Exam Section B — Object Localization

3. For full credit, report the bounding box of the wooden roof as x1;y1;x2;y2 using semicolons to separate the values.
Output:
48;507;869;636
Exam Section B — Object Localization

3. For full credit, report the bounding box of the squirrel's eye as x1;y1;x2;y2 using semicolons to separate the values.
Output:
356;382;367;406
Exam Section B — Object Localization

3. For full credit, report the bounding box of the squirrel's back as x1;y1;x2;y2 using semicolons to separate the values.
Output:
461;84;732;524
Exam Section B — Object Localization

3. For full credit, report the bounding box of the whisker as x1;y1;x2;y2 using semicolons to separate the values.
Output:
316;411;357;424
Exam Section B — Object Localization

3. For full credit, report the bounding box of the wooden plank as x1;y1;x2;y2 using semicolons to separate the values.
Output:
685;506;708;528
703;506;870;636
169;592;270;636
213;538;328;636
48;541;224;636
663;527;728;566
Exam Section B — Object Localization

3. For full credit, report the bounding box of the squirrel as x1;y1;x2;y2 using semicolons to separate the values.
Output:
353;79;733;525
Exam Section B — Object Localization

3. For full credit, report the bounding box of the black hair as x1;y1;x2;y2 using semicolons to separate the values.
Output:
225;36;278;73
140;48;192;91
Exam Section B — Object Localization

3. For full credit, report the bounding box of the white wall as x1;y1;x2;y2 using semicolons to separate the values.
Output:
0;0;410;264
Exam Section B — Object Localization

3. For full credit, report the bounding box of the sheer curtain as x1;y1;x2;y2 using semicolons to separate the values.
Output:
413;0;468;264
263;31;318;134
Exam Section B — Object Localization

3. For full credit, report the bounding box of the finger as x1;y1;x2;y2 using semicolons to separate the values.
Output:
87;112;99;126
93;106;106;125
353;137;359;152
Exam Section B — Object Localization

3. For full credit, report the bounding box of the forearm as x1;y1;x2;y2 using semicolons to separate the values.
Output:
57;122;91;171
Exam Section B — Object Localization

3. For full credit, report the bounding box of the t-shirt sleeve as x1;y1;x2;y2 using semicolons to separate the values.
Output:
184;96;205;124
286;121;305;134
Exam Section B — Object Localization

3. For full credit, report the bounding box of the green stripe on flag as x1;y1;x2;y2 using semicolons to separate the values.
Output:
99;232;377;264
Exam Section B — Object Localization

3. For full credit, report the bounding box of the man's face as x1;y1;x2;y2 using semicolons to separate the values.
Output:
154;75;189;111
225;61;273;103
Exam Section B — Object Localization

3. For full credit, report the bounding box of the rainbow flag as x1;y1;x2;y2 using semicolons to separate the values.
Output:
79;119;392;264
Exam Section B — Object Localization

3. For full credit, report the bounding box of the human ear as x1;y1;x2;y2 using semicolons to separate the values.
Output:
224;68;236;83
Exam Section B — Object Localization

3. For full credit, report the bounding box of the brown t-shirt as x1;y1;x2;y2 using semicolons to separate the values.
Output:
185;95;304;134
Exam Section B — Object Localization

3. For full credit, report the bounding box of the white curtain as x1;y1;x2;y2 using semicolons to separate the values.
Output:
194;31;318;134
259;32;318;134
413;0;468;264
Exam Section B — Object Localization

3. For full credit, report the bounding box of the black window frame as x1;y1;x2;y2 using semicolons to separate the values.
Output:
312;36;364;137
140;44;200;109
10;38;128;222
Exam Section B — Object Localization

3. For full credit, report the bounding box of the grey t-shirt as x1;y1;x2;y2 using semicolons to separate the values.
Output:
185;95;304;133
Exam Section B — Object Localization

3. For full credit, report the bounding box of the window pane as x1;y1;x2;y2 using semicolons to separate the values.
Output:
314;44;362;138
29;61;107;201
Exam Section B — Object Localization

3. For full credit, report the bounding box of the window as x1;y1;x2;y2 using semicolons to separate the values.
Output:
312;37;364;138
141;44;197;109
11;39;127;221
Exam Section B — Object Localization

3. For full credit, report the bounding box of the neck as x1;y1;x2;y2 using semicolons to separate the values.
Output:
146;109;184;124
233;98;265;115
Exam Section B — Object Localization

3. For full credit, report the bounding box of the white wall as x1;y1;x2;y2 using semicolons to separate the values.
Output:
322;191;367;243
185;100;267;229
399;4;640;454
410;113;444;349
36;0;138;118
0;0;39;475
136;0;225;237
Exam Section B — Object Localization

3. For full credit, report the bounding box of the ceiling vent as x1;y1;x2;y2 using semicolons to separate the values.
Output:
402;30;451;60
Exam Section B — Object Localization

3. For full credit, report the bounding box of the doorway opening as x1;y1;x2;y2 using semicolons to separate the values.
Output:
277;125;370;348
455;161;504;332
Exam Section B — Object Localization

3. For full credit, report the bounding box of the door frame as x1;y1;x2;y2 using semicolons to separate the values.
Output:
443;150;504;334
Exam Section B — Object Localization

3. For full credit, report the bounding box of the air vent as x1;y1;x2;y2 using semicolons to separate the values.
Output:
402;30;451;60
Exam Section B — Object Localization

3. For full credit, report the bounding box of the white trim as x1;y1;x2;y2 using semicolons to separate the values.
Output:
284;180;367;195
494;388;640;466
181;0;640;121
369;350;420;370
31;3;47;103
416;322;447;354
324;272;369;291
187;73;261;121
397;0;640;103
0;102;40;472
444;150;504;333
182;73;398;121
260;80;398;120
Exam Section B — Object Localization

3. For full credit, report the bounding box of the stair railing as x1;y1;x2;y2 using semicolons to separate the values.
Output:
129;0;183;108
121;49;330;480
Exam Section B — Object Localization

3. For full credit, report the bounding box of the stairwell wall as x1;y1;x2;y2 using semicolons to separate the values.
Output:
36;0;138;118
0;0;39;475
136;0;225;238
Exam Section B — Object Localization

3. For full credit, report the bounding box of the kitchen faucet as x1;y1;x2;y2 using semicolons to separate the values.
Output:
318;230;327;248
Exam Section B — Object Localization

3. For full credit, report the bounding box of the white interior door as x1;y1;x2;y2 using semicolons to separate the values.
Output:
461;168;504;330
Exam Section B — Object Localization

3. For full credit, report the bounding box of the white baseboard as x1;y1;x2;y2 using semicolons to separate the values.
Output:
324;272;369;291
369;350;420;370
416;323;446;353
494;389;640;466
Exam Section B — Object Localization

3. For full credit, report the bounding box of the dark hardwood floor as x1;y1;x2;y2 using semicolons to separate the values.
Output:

_ _ _ _

### [Directions for this task]
Copy out all of the records shown above exactly.

### [Exercise answer]
Exam Section B — Object Localization

3. For full credit, report the bounding box of the wooden roof as x1;y1;x2;y2 using semicolons to separate the values.
Output:
48;507;869;636
Exam Section B — Object Localization

3. For full credit, report the bounding box of the squirrel's eye as x1;y1;x2;y2 using semicolons to separate the values.
Output:
356;382;367;406
Exam Section B — Object Localization

3. For full credit, report the bounding box of the squirrel's back as x1;y1;x2;y2 using semicolons to separate the values.
Output:
461;84;732;524
Exam Section B — Object Localization

3. For full credit, report the bounding box of the whisker as x1;y1;x2;y2 using semicolons to separate the values.
Output:
316;411;357;424
Exam Section B — Object Localization

3. For full credit, report the bounding box of the wooden plank as x1;y1;x2;y2 using semicolons to separate the values.
Output:
685;506;708;528
703;506;870;636
169;592;270;636
213;538;328;636
48;541;224;636
663;527;728;566
Exam Section B — Object Localization

3. For full credit, report the bounding box of the squirrel as x1;y1;x2;y2 using semicolons to separate the values.
Output:
353;79;733;525
Exam Section B — Object Localization

3. For full credit, report the bounding box of the black hair as x1;y1;x2;y2 using semicolons to separate the values.
Output:
225;36;278;73
140;48;192;91
Exam Section B — Object Localization

3. For full credit, report the bounding box of the white wall as x1;y1;x2;y2 using semicolons to separate the values.
Output:
0;0;410;264
Exam Section B — Object Localization

3. For full credit, report the bounding box of the sheer curtain as x1;y1;x2;y2 using semicolons to separate the values.
Output:
413;0;468;264
263;31;318;134
Exam Section B — Object Localization

3. For full credit, report the bounding box of the finger as x1;y1;x2;y2 using semicolons to separate the values.
Output:
87;112;99;126
93;106;106;125
353;137;359;152
Exam Section B — Object Localization

3. For full credit, report the bounding box of the forearm as x1;y1;x2;y2 using semicolons to separate the values.
Output:
57;122;91;171
Exam Section B — Object Localization

3. For full credit, report the bounding box of the t-shirt sleeve as x1;y1;x2;y2 using semicolons to separate the values.
Output:
184;96;205;124
286;121;305;134
Exam Section B — Object Localization

3. For full credit, report the bounding box of the green stripe on flag as x1;y1;x2;y2 using semicolons to separate the values.
Output:
99;232;377;264
Exam Section B — Object Localization

3. For full credit, report the bounding box of the man's face as x1;y1;x2;y2 using semicolons to separate the values.
Output:
154;75;189;111
225;61;273;103
Exam Section B — Object Localization

3. For full credit, report the bounding box of the rainbow flag as x1;y1;x2;y2 using semicolons to separate the values.
Output:
79;119;392;264
Exam Section B — Object Localization

3. For full credit, report the bounding box of the human ear as x1;y1;x2;y2 using semicolons to separate the values.
Output:
224;68;236;83
Exam Section B — Object Localization

3. For full credit, report the bounding box of the brown t-shirt as x1;y1;x2;y2 using semicolons to separate the values.
Output:
185;95;304;134
Exam Section B — Object Localization

3. For full credit, report the bounding box of the white curtain as x1;y1;x2;y2 using semicolons to separate the values.
Output:
194;31;318;134
259;32;318;134
413;0;468;264
Exam Section B — Object Localization

3. For full credit, report the bounding box of the black window frame as x1;y1;x2;y2 using semicolons to separate the values.
Output:
312;36;364;137
140;44;200;109
10;38;128;222
Exam Section B — Object Localization

3. For full credit, report the bounding box of the grey t-shirt as x1;y1;x2;y2 using semicolons to separate the values.
Output:
185;95;304;133
Exam Section B — Object Localization

3. For full credit, report the bounding box of the window pane as x1;y1;x2;y2 using semicolons to separate the values.
Output:
314;44;362;138
29;61;107;201
Exam Section B — Object Localization

3. For full credit, report the bounding box of the window as x1;y1;x2;y2 using semicolons to separate the values.
Output:
312;37;364;138
141;44;197;109
11;39;127;221
Exam Section B — Object Localization

3. For full credit, report the bounding box of the neck as x1;y1;x2;y2 using semicolons to separate the values.
Output:
146;109;184;124
233;98;265;115
Exam Section B — Object Localization

3. For full credit, report the bounding box of the white wall as x1;y1;x2;y2 using semicolons to separate the values.
Output:
322;191;367;243
185;100;267;229
399;4;640;454
410;113;444;349
36;0;138;118
0;0;39;475
136;0;225;237
Exam Section B — Object Localization

3. For full credit, report the bounding box of the ceiling vent as x1;y1;x2;y2 using semicolons to separate the values.
Output:
402;30;451;60
Exam Section B — Object Localization

3. For full credit, report the bounding box of the doorway opening as x1;y1;x2;y2 using semicolons to separate the values.
Output:
277;125;370;348
455;161;504;332
Exam Section B — Object Localization

3. For full credit, report the bounding box of the door frame as x1;y1;x2;y2 using semicolons to separate the values.
Output:
443;150;504;334
Exam Section B — Object Localization

3. For full credit, report the bounding box of the air vent as x1;y1;x2;y2 using semicolons to separate the values.
Output:
402;30;451;60
Exam Section B — Object Localization

3. For full credit, report the bounding box of the white trim as x1;y1;x2;y2 using semicolons to separate the values.
Output:
284;180;367;195
494;388;640;466
181;0;640;121
369;350;420;370
31;3;47;103
416;322;447;354
324;272;369;291
187;73;261;121
397;0;640;103
0;102;40;472
444;150;504;333
182;73;398;121
260;80;398;120
Exam Section B — Object Localization

3. For full credit, report the bounding box of the stair railing as x1;y1;x2;y2 using semicolons to separate the values.
Output:
129;0;183;108
121;49;330;480
Exam Section B — Object Localization

3. For full credit, report the bounding box of the stairwell wall as x1;y1;x2;y2 using semicolons to separate the values.
Output:
36;0;138;118
0;0;39;475
136;0;225;238
Exam Section B — Object Localization

3. For full credit, report the bounding box of the kitchen faucet as x1;y1;x2;y2 using semicolons to separate the values.
Output:
318;230;327;248
Exam Section B — Object Localization

3. For full credit, report the bounding box of the white interior door as x1;y1;x2;y2 using semicolons to separate the values.
Output:
461;168;504;330
Exam Section B — Object Localization

3. For full credit, report the bounding box of the white baseboard as x1;y1;x2;y2 using semicolons to separate the values.
Output:
324;272;369;291
369;350;420;370
416;323;446;353
494;389;640;466
Exam Section B — Object Localization

3. For full credit, report the bounding box of the dark hardwood floor as x1;y1;x2;y2 using semicolons to separate the values.
Output:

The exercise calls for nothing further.